Text section section start

Choosing a rose scent
Geranium oil and rose oil share some primary constituents,
notably geraniol and citronellol, but they aren’t identical. Even
among the pelargoniums classified as rose-scented, some smell more
roselike than others due to their chemical makeup. Some have a
lemon-rose fragrance, and a few aren’t rose-scented at all even
though they have “rose” in their name. These include the
pungent-scented ‘Red-Flowered Rose’ and ‘Shrubland Rose’,
‘Mint-Scented Rose’, and ‘Camphor Rose’. Other varieties have been
erroneously described as rose-scented or aren’t consistently
rose-scented. All of the rose-scenteds recommended below have a
well-developed rose or lemon-rose fragrance.
Rose-scenteds offer more than fragrance. Seeing their diversity
of leaf silhouettes in a reference book is what gave me an
uncontrollable desire to collect all the rose-scented varieties.
Small but perky flowers in spring make these attractive plants even
more eye-catching.
Rose-scenteds, like other pelargoniums, occasionally produce a
genetic mutation in a growing shoot. The mutated branch, called a
sport, may have leaves of a different color, size, or shape from
those of the rest of the plant. Variegations in the foliage are
common. If a sport can be successfully propagated by cuttings or
tissue culture and is different from any other existing plant, it
can be introduced as a new cultivar. Such mutations are often
unstable, however, and new shoots that arise from a growing sport
may revert to the appearance of the parent plant.

Text section section end

** Questions to answer **
1. In the text on rose-scented pelargoniums, what is a mutated branch called?
2. Name every variety that the text on rose-scented pelargoniums says is not rose-scented even though "rose" is in its name.
3. Transcribe the stretch of the text on rose-scented pelargoniums from "Choosing a rose" through "or lemon-rose fragrance.".
Rely only on the text on rose-scented pelargoniums.

Input data section start

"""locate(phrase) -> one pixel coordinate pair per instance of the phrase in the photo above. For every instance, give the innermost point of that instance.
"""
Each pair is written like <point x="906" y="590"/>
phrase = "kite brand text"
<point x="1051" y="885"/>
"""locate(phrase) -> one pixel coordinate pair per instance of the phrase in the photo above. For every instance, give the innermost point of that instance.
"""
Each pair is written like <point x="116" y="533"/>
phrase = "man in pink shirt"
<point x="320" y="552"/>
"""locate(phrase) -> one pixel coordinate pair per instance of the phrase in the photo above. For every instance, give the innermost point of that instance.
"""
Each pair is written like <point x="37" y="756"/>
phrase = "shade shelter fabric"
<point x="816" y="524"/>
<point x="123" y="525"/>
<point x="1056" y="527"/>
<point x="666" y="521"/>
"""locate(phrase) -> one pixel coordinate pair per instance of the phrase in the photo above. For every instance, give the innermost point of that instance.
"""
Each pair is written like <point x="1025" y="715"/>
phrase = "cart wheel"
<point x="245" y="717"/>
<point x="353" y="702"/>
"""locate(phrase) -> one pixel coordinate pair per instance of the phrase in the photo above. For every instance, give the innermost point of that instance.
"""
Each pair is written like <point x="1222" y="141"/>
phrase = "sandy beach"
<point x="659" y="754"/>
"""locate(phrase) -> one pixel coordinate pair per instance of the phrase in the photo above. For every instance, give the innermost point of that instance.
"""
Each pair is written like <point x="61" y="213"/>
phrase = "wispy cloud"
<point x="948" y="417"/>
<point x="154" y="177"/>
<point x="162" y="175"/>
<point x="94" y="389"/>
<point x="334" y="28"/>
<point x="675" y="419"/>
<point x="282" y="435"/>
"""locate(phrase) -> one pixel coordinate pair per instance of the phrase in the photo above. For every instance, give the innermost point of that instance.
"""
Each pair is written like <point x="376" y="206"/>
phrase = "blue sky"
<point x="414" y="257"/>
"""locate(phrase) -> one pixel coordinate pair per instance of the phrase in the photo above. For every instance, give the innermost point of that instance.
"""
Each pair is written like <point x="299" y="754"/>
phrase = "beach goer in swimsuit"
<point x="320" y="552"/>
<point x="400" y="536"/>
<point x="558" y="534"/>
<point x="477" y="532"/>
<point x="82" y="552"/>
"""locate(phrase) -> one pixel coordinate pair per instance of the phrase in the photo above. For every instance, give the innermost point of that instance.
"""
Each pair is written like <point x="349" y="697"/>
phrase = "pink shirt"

Input data section end

** Results by task **
1. A sport.

2. 'Red-Flowered Rose', 'Shrubland Rose', 'Mint-Scented Rose', and 'Camphor Rose'.

3.
Choosing a rose scent
Geranium oil and rose oil share some primary constituents,
notably geraniol and citronellol, but they aren’t identical. Even
among the pelargoniums classified as rose-scented, some smell more
roselike than others due to their chemical makeup. Some have a
lemon-rose fragrance, and a few aren’t rose-scented at all even
though they have “rose” in their name. These include the
pungent-scented ‘Red-Flowered Rose’ and ‘Shrubland Rose’,
‘Mint-Scented Rose’, and ‘Camphor Rose’. Other varieties have been
erroneously described as rose-scented or aren’t consistently
rose-scented. All of the rose-scenteds recommended below have a
well-developed rose or lemon-rose fragrance.